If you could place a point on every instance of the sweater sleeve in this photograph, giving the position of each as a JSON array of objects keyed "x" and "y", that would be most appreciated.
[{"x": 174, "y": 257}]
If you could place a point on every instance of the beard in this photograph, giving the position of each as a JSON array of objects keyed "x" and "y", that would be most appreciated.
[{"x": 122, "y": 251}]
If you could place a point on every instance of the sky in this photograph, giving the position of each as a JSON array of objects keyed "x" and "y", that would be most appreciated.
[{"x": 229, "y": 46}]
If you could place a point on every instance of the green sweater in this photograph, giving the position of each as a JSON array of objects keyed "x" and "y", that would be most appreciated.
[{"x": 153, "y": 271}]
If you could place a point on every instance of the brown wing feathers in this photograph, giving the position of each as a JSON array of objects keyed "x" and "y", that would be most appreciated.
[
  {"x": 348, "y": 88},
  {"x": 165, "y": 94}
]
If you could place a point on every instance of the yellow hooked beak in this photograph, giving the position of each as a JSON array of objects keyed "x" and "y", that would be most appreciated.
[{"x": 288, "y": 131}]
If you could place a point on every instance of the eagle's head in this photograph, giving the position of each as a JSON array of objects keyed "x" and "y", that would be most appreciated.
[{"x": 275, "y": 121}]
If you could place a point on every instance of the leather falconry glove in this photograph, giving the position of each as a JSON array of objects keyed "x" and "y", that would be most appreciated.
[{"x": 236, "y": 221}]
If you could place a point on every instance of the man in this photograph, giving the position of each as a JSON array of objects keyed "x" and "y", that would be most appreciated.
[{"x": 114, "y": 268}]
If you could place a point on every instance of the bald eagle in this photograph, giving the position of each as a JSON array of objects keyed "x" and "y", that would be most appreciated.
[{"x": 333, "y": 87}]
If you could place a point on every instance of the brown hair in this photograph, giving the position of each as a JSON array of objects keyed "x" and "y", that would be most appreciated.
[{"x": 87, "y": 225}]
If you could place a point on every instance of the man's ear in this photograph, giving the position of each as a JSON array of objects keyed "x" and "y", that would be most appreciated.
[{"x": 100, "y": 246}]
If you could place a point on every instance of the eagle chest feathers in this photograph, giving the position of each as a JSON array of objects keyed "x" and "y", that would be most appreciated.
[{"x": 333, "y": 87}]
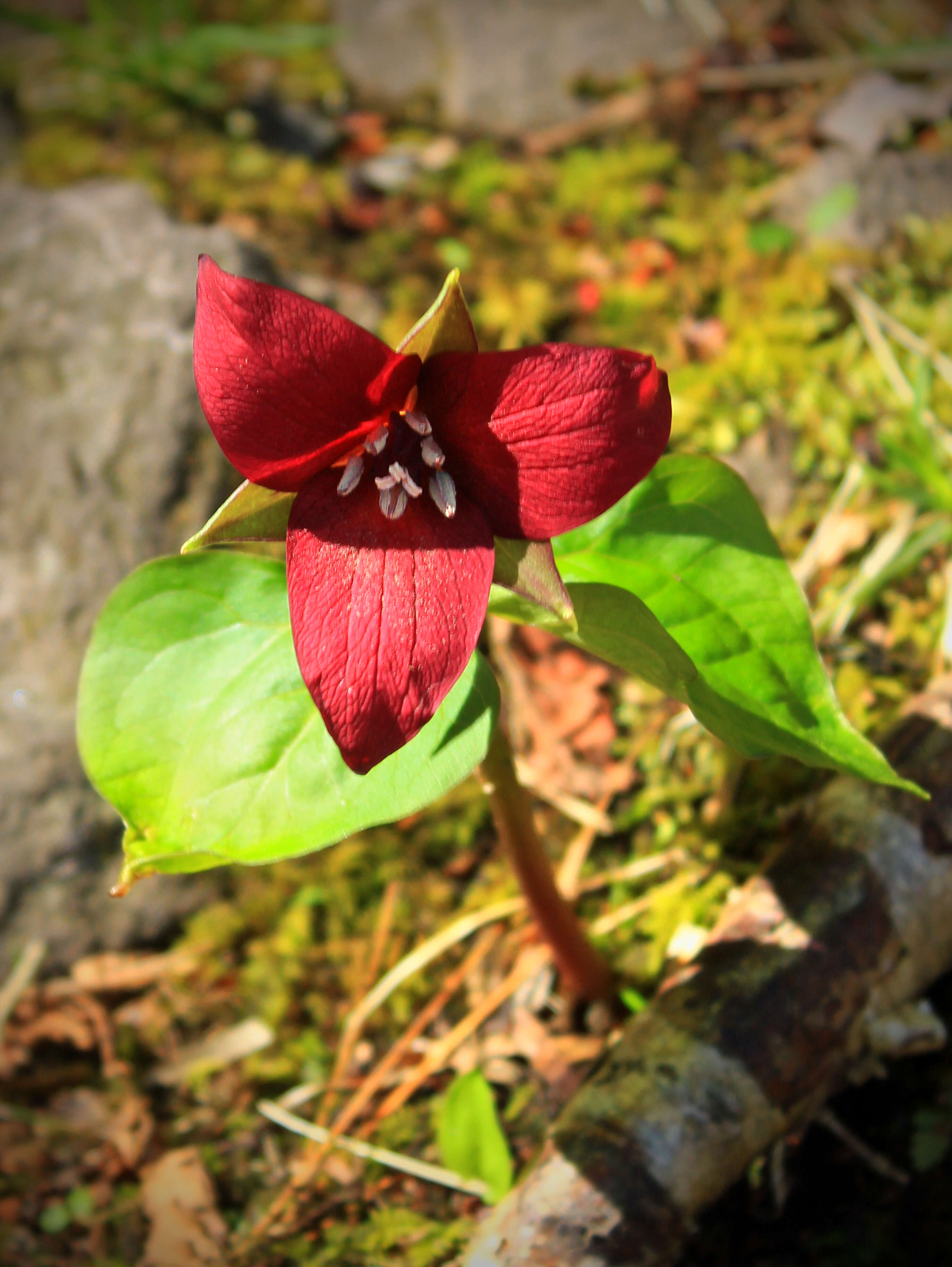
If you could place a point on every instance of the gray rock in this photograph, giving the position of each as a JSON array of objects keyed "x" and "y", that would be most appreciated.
[
  {"x": 106, "y": 460},
  {"x": 885, "y": 189},
  {"x": 878, "y": 108},
  {"x": 508, "y": 65}
]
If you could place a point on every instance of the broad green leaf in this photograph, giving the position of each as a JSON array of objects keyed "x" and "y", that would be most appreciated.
[
  {"x": 255, "y": 514},
  {"x": 691, "y": 543},
  {"x": 528, "y": 568},
  {"x": 196, "y": 724},
  {"x": 613, "y": 624},
  {"x": 835, "y": 206},
  {"x": 469, "y": 1137},
  {"x": 251, "y": 514},
  {"x": 445, "y": 326}
]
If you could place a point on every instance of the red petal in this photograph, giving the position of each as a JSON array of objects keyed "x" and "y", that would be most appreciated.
[
  {"x": 547, "y": 438},
  {"x": 287, "y": 384},
  {"x": 385, "y": 612}
]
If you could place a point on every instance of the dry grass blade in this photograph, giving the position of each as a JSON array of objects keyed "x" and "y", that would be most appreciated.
[
  {"x": 805, "y": 565},
  {"x": 425, "y": 955},
  {"x": 412, "y": 963},
  {"x": 868, "y": 317},
  {"x": 641, "y": 869},
  {"x": 902, "y": 334},
  {"x": 352, "y": 1034},
  {"x": 528, "y": 965},
  {"x": 875, "y": 562},
  {"x": 368, "y": 1152},
  {"x": 613, "y": 920}
]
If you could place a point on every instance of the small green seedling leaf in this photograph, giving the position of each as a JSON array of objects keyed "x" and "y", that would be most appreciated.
[
  {"x": 528, "y": 568},
  {"x": 251, "y": 514},
  {"x": 634, "y": 1001},
  {"x": 255, "y": 514},
  {"x": 469, "y": 1136},
  {"x": 767, "y": 237},
  {"x": 445, "y": 326},
  {"x": 196, "y": 724},
  {"x": 827, "y": 212},
  {"x": 683, "y": 583},
  {"x": 55, "y": 1218}
]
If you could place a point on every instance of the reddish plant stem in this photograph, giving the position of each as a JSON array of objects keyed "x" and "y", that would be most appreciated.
[{"x": 584, "y": 971}]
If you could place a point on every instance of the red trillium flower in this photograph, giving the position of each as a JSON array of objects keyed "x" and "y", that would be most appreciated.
[{"x": 405, "y": 472}]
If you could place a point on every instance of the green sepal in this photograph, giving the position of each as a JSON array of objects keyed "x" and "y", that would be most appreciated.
[
  {"x": 528, "y": 568},
  {"x": 251, "y": 514},
  {"x": 444, "y": 327},
  {"x": 196, "y": 724}
]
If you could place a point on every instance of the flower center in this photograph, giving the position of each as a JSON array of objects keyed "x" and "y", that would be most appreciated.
[{"x": 403, "y": 459}]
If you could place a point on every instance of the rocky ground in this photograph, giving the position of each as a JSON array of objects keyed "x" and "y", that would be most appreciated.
[{"x": 727, "y": 231}]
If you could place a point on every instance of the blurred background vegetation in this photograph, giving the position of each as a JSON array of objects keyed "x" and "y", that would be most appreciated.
[{"x": 814, "y": 362}]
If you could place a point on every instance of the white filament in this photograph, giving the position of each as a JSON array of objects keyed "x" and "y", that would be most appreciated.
[
  {"x": 443, "y": 491},
  {"x": 353, "y": 470}
]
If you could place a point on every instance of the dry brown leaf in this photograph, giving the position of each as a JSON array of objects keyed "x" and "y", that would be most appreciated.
[
  {"x": 66, "y": 1024},
  {"x": 121, "y": 972},
  {"x": 131, "y": 1131},
  {"x": 842, "y": 536},
  {"x": 215, "y": 1051},
  {"x": 179, "y": 1200}
]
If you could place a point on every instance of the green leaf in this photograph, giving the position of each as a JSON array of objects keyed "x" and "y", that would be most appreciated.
[
  {"x": 251, "y": 514},
  {"x": 613, "y": 624},
  {"x": 445, "y": 326},
  {"x": 767, "y": 237},
  {"x": 469, "y": 1136},
  {"x": 632, "y": 1000},
  {"x": 833, "y": 207},
  {"x": 196, "y": 724},
  {"x": 691, "y": 545},
  {"x": 528, "y": 568}
]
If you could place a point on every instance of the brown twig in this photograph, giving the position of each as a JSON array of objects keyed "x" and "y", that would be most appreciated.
[
  {"x": 352, "y": 1034},
  {"x": 585, "y": 972}
]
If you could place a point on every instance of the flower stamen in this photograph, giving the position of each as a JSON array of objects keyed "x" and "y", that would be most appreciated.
[
  {"x": 393, "y": 502},
  {"x": 432, "y": 452},
  {"x": 402, "y": 476},
  {"x": 350, "y": 478},
  {"x": 419, "y": 422},
  {"x": 377, "y": 442},
  {"x": 443, "y": 491}
]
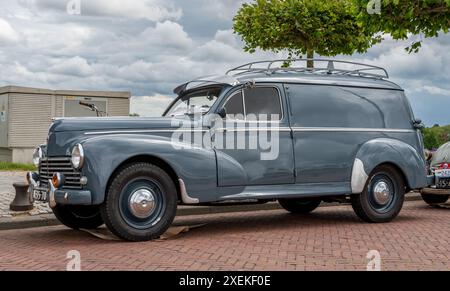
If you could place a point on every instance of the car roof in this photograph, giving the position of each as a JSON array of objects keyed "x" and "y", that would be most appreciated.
[
  {"x": 307, "y": 78},
  {"x": 327, "y": 72}
]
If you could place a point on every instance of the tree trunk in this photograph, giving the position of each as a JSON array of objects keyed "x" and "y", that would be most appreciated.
[{"x": 310, "y": 63}]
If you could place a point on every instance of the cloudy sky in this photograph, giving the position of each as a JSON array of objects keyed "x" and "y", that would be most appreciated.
[{"x": 149, "y": 47}]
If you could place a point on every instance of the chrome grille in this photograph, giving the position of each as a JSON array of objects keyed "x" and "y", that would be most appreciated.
[{"x": 50, "y": 166}]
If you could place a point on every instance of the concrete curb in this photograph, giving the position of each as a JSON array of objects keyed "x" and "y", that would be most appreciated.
[{"x": 23, "y": 222}]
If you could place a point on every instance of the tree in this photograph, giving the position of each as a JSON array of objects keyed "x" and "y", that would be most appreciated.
[
  {"x": 336, "y": 27},
  {"x": 403, "y": 18},
  {"x": 303, "y": 27}
]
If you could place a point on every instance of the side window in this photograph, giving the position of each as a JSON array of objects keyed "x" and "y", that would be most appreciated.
[
  {"x": 263, "y": 100},
  {"x": 235, "y": 106}
]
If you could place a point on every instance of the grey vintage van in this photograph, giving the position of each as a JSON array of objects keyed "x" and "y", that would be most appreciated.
[{"x": 264, "y": 131}]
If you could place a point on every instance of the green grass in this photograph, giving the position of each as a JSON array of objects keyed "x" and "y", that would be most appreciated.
[{"x": 16, "y": 167}]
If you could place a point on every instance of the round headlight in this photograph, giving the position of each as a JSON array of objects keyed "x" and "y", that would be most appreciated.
[
  {"x": 77, "y": 158},
  {"x": 37, "y": 156}
]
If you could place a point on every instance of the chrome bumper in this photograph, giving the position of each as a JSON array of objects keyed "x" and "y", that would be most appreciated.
[{"x": 59, "y": 196}]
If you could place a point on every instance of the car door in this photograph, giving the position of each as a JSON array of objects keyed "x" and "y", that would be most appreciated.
[{"x": 256, "y": 115}]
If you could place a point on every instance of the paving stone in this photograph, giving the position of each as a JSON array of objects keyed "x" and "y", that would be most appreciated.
——————————
AIM
Render every line of the listing, from the line containing "of the concrete" through the end of the listing, as a Markdown table with the columns No. and Text, where No. numbers the rows and blank lines are left out.

TASK OUTPUT
| No. | Text |
|---|---|
| 1 | If you could place a point on every instance of the concrete curb in this photograph, giving the position of each as a JSON array of objects keyed "x" and "y", that would be most appreciated. |
| 2 | [{"x": 23, "y": 222}] |
| 3 | If you could place a point on every instance of the tree in this photograph, giving the position of each as a JSON array of objects keyed "x" and "y", that would be most appreciated. |
| 4 | [ |
| 5 |   {"x": 336, "y": 27}, |
| 6 |   {"x": 403, "y": 18}, |
| 7 |   {"x": 303, "y": 27} |
| 8 | ] |
| 9 | If you could place a point on every instance of the side window in this photograph, giving the position of each as a JSON array of objects keyed "x" and "y", that would be most appreciated. |
| 10 | [ |
| 11 |   {"x": 263, "y": 100}, |
| 12 |   {"x": 235, "y": 106} |
| 13 | ] |
| 14 | If you could place a point on every instance of the grey vintage van in this photograph, giving the position of each as a JSON array of objects keyed "x" and "y", that would be most appreciated. |
| 15 | [{"x": 264, "y": 131}] |
| 16 | If you could place a point on every instance of the green grass in this photograph, giving the position of each as a JSON array of objects keyed "x" and "y", that would be most appreciated. |
| 17 | [{"x": 16, "y": 167}] |
| 18 | If you could place a point on every instance of the round headlight in this photograph, giving the position of each as a JSON array of objects keyed "x" and "y", that would be most appreciated. |
| 19 | [ |
| 20 |   {"x": 77, "y": 158}, |
| 21 |   {"x": 37, "y": 156} |
| 22 | ] |
| 23 | If you could place a point on every instance of the chrome bumper in this photograph, giving the position of each as a JSON array of objects keyed "x" and "y", that would be most appreciated. |
| 24 | [{"x": 59, "y": 196}] |
| 25 | If you could place a point on every instance of the car door in this photograph, giving the position of each as a JSON array of objects keyed "x" and "y", that would be most appreciated. |
| 26 | [{"x": 256, "y": 115}] |
| 27 | If you could place a point on every instance of the paving stone in this photograph, giving the position of each as a JSON array of objects keyed "x" and "y", that would be most appreciated. |